# PROBLEM DETAILS:
Copy the lines from the one containing "Return one point per instance of the brown" through the last line, inclusive, keeping every request and offsetting each coordinate in the answers by -99.

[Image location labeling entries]
= = = =

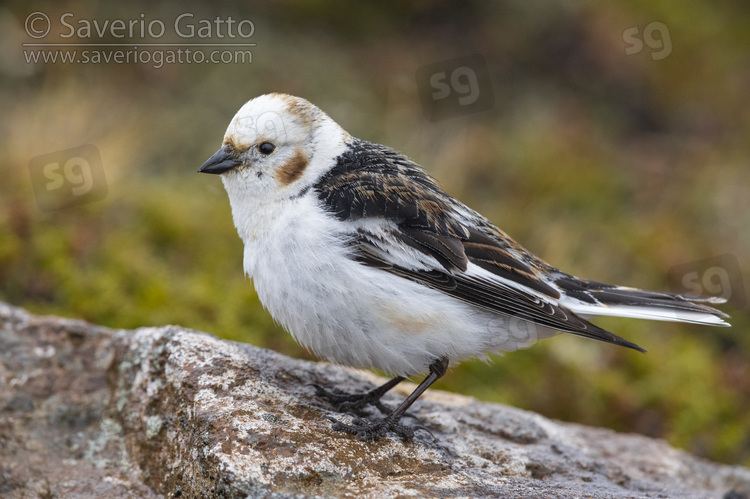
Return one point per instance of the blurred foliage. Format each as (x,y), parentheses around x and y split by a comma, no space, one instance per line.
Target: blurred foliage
(609,166)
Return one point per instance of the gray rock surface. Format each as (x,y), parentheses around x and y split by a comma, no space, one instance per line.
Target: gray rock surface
(87,411)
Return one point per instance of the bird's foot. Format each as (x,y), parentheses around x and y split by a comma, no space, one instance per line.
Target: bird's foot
(373,431)
(348,402)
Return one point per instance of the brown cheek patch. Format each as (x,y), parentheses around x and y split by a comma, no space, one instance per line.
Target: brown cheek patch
(292,169)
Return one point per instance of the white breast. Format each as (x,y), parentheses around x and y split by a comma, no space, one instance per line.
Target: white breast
(350,313)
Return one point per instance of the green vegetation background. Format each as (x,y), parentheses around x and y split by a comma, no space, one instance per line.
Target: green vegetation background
(609,166)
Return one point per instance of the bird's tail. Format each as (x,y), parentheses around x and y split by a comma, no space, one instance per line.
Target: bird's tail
(589,298)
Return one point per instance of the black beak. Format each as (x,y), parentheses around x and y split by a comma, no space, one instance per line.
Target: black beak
(220,162)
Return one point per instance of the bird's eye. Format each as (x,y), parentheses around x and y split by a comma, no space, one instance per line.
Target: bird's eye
(266,148)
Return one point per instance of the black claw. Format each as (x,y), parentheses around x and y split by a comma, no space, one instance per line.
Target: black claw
(347,402)
(372,431)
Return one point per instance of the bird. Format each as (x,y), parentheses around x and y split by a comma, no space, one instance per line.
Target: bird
(359,254)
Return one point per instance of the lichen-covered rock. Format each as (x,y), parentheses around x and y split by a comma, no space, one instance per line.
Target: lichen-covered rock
(87,411)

= = = =

# SOLUTION:
Return one point per instance of the brown cheek patch. Format each as (x,y), parentheses around x and y split by a comma, no space, one instance per line.
Target: brown cheek patch
(193,70)
Return one point per instance of the white breast. Format each as (x,y), parentheses around x and y split by a comma, no space, one instance per line.
Target: white breast
(251,214)
Return one point per instance of the green vegetation background. Format each as (x,y), parentheses around x and y split by a comma, no space, one instance per line.
Target: green vegetation background
(510,67)
Return one point per instance of the bird's tail. Format each as (x,y), parentheses around x and y split by a comma, no space, one instance per line.
Target: bird's tail
(490,199)
Return one point per instance of the black beak. Format each as (x,y), parentheses around x and y split by a comma, no space, one instance per line.
Target: black beak
(121,63)
Return one point per instance of the bird's eye. Format each as (x,y), parentheses around x and y split by a comma, no space, one instance per line.
Target: bird's eye
(167,49)
Return one point per instance of the black claw. Format each as (x,y), parentheses around x and y split by a comma, no space, one instance per line.
Target: black claw
(248,303)
(273,332)
Return one point per instance of the bird. Format each as (x,y), parentheses around x and y split by a comma, no space, one instance per line.
Target: bird
(260,155)
Return one point per instance of the lichen-covered rock. Format each as (x,y), parentheses around x and y split by a comma, no space, one instance per line.
Target: lichen-covered rock
(-12,312)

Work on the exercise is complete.